§ **文書本文**
「あなたが知っている緑茶の銘柄は?」と聞かれたら、静岡茶や京都の宇治茶と答える人は多くても、伊勢茶を挙げる人はあまりいないのではないでしょうか。
ところが伊勢茶の産地三重県は、お茶の栽培面積、生産量、生産額ともに、静岡、鹿児島に次いで堂々の全国第3位。
そんな実績ある伊勢茶をブランド化し、その名を全国に広めることがもっかの課題とか。
三重県庁をたずね、農林水産部農産園芸課の杉山佑介さんにお話しをうかがいました。
平成14年3月、三重県は三重ブランド認定制度をスタートさせました。
その背景にあったのは「伊勢えび、松坂牛などは有名でも、それがどこの産品かとなると、なかなか三重県の名が出てこないんですよ」と、三重農林水産部農産園芸課の杉山さん。
そこでまず、代表的な産品をブランド化することで、県の知名度を上げていこうというのがそもそもの狙いだったといいます。
三重ブランドの対象となるのは、三重県内でつくられた産品とその生産者。その認定にあたっては「自然を生かす技術」をコア・コンセプトに、認定委員会が①コンセプト②独自性・主体性③信頼性④市場性⑤将来性の5つの観点から厳しく審査しています。
「伊勢茶」もこうして選ばれた三重ブランド14品目のひとつで、現在、4事業者が認定されています。

§ **提供データ**
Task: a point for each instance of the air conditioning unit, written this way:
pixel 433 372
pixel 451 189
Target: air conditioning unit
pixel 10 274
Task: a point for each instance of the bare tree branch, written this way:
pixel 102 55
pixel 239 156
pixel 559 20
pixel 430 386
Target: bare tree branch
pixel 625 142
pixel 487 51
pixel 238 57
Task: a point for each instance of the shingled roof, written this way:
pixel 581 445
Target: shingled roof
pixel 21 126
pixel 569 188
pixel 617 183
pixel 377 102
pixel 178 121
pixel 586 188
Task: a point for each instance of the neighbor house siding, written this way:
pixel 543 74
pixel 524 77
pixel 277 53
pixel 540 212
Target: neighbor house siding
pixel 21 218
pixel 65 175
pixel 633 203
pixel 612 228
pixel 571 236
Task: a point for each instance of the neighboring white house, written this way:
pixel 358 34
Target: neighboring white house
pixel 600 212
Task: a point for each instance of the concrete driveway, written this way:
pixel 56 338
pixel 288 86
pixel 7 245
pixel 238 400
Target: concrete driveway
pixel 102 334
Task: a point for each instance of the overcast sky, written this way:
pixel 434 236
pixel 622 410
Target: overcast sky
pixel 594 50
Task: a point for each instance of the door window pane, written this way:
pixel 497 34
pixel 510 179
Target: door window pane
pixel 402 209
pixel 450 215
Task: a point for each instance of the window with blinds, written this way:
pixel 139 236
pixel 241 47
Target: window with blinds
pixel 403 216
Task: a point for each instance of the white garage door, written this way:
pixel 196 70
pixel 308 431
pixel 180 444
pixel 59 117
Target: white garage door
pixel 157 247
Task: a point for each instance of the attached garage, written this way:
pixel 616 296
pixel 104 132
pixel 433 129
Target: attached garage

§ **指示**
伊勢茶の文章を、最初から最後まで一字も変えずに繰り返してください。 このリストは伊勢茶の文章とは別の資料である。

§ **解答**
「あなたが知っている緑茶の銘柄は?」と聞かれたら、静岡茶や京都の宇治茶と答える人は多くても、伊勢茶を挙げる人はあまりいないのではないでしょうか。
ところが伊勢茶の産地三重県は、お茶の栽培面積、生産量、生産額ともに、静岡、鹿児島に次いで堂々の全国第3位。
そんな実績ある伊勢茶をブランド化し、その名を全国に広めることがもっかの課題とか。
三重県庁をたずね、農林水産部農産園芸課の杉山佑介さんにお話しをうかがいました。
平成14年3月、三重県は三重ブランド認定制度をスタートさせました。
その背景にあったのは「伊勢えび、松坂牛などは有名でも、それがどこの産品かとなると、なかなか三重県の名が出てこないんですよ」と、三重農林水産部農産園芸課の杉山さん。
そこでまず、代表的な産品をブランド化することで、県の知名度を上げていこうというのがそもそもの狙いだったといいます。
三重ブランドの対象となるのは、三重県内でつくられた産品とその生産者。その認定にあたっては「自然を生かす技術」をコア・コンセプトに、認定委員会が①コンセプト②独自性・主体性③信頼性④市場性⑤将来性の5つの観点から厳しく審査しています。
「伊勢茶」もこうして選ばれた三重ブランド14品目のひとつで、現在、4事業者が認定されています。